■ Consignes ■
1. Recopiez le passage du texte sur la forteresse de Montrevel en commençant aux mots "En quelques mots" et en vous arrêtant après les mots "comme totalement délabré.".
2. Dressez la liste de toutes les dates et époques citées dans le texte sur la forteresse de Montrevel.

■ Extrait du document ■
------------------------

Station 5 - la forteresse oubliée

En quelques mots
Montrevel était autrefois une cité fortifiée érigée sur un petit promontoire dévalant à l’est vers la Reyssouze. La première mention du village remonte à la fin du 12e siècle, sous le nom de "Montrivel", qui devient "castrum Montisrevelli" au début du 14e siècle. La forteresse est apportée en dot par Alix de Châtillon lorsqu'elle épouse Etienne de la Baume vers 1320. Au fil du temps, des familles s'installent près du château, et en 1414, la ville est protégée par une enceinte en briques savoyardes. Au début du 17e siècle, la ville est toujours derrière ses murailles, mais le château, situé au bout de la rue du château, est abandonné par les comtes de Montrevel et devient un simple rendez-vous de chasse. Au 19e siècle, il reste encore quelques élévations du château, mais il est décrit comme totalement délabré.
Pour aller plus loin
Il ne reste rien de la forteresse de Montrevel dont l’étymologie évoque un « mont aux fortifications résistantes, difficile à soumettre ». Une rue et le souvenir du chemin de ronde rappellent ce qui fut l’origine même de la ville. Difficile dans ces conditions d’imaginer à quoi pouvait ressembler cette cité fortifiée, érigée sur un petit promontoire dévalant à l’est vers la Reyssouze et dominant légèrement dans les autres directions.

------------------------

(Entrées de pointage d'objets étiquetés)

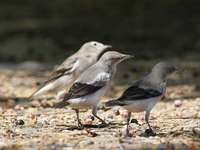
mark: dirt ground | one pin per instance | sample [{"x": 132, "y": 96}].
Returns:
[{"x": 176, "y": 127}]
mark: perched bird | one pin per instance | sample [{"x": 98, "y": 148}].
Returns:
[
  {"x": 92, "y": 84},
  {"x": 64, "y": 76},
  {"x": 145, "y": 93}
]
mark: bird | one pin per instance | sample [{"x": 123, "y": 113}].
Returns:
[
  {"x": 92, "y": 84},
  {"x": 146, "y": 92},
  {"x": 64, "y": 76}
]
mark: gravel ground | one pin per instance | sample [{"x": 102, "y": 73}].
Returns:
[{"x": 177, "y": 127}]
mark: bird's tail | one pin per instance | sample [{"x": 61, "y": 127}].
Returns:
[
  {"x": 60, "y": 104},
  {"x": 112, "y": 103}
]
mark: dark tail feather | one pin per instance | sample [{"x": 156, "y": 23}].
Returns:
[
  {"x": 60, "y": 104},
  {"x": 112, "y": 103}
]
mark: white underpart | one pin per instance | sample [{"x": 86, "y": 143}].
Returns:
[
  {"x": 60, "y": 94},
  {"x": 91, "y": 99},
  {"x": 61, "y": 84}
]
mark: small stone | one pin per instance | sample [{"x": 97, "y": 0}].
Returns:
[
  {"x": 195, "y": 74},
  {"x": 147, "y": 131},
  {"x": 126, "y": 75},
  {"x": 134, "y": 69},
  {"x": 197, "y": 87},
  {"x": 46, "y": 123},
  {"x": 31, "y": 116},
  {"x": 170, "y": 145},
  {"x": 17, "y": 107},
  {"x": 134, "y": 121},
  {"x": 39, "y": 104},
  {"x": 11, "y": 103},
  {"x": 91, "y": 117},
  {"x": 116, "y": 112},
  {"x": 179, "y": 92},
  {"x": 13, "y": 120},
  {"x": 88, "y": 121},
  {"x": 17, "y": 130},
  {"x": 110, "y": 116},
  {"x": 125, "y": 114},
  {"x": 39, "y": 124},
  {"x": 177, "y": 103},
  {"x": 103, "y": 118},
  {"x": 19, "y": 122},
  {"x": 125, "y": 128}
]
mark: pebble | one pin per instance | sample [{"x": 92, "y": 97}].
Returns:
[
  {"x": 177, "y": 103},
  {"x": 46, "y": 123},
  {"x": 39, "y": 124}
]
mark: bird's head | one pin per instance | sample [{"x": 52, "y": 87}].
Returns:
[
  {"x": 165, "y": 69},
  {"x": 94, "y": 48}
]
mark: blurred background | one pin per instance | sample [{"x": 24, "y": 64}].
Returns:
[{"x": 50, "y": 31}]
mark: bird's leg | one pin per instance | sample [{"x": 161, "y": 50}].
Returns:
[
  {"x": 94, "y": 112},
  {"x": 147, "y": 120},
  {"x": 128, "y": 119},
  {"x": 77, "y": 114},
  {"x": 59, "y": 94}
]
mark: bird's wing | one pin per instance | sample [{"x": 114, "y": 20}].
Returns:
[
  {"x": 66, "y": 67},
  {"x": 139, "y": 93},
  {"x": 62, "y": 70},
  {"x": 79, "y": 89}
]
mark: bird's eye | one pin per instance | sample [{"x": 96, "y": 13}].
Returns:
[{"x": 172, "y": 69}]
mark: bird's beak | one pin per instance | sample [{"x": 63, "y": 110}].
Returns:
[
  {"x": 107, "y": 46},
  {"x": 127, "y": 56},
  {"x": 179, "y": 69}
]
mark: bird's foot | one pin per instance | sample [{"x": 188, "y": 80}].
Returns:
[
  {"x": 129, "y": 134},
  {"x": 152, "y": 133},
  {"x": 103, "y": 124}
]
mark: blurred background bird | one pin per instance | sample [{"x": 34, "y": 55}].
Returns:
[{"x": 64, "y": 76}]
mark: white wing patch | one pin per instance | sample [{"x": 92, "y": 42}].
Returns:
[{"x": 102, "y": 77}]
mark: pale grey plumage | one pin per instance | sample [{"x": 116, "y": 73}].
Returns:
[
  {"x": 92, "y": 84},
  {"x": 64, "y": 76},
  {"x": 145, "y": 93}
]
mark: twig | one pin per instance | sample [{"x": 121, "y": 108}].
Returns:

------------------------

■ Réponses ■
1.
En quelques mots
Montrevel était autrefois une cité fortifiée érigée sur un petit promontoire dévalant à l’est vers la Reyssouze. La première mention du village remonte à la fin du 12e siècle, sous le nom de "Montrivel", qui devient "castrum Montisrevelli" au début du 14e siècle. La forteresse est apportée en dot par Alix de Châtillon lorsqu'elle épouse Etienne de la Baume vers 1320. Au fil du temps, des familles s'installent près du château, et en 1414, la ville est protégée par une enceinte en briques savoyardes. Au début du 17e siècle, la ville est toujours derrière ses murailles, mais le château, situé au bout de la rue du château, est abandonné par les comtes de Montrevel et devient un simple rendez-vous de chasse. Au 19e siècle, il reste encore quelques élévations du château, mais il est décrit comme totalement délabré.

2.
- fin du 12e siècle
- début du 14e siècle
- vers 1320
- 1414
- début du 17e siècle
- 19e siècle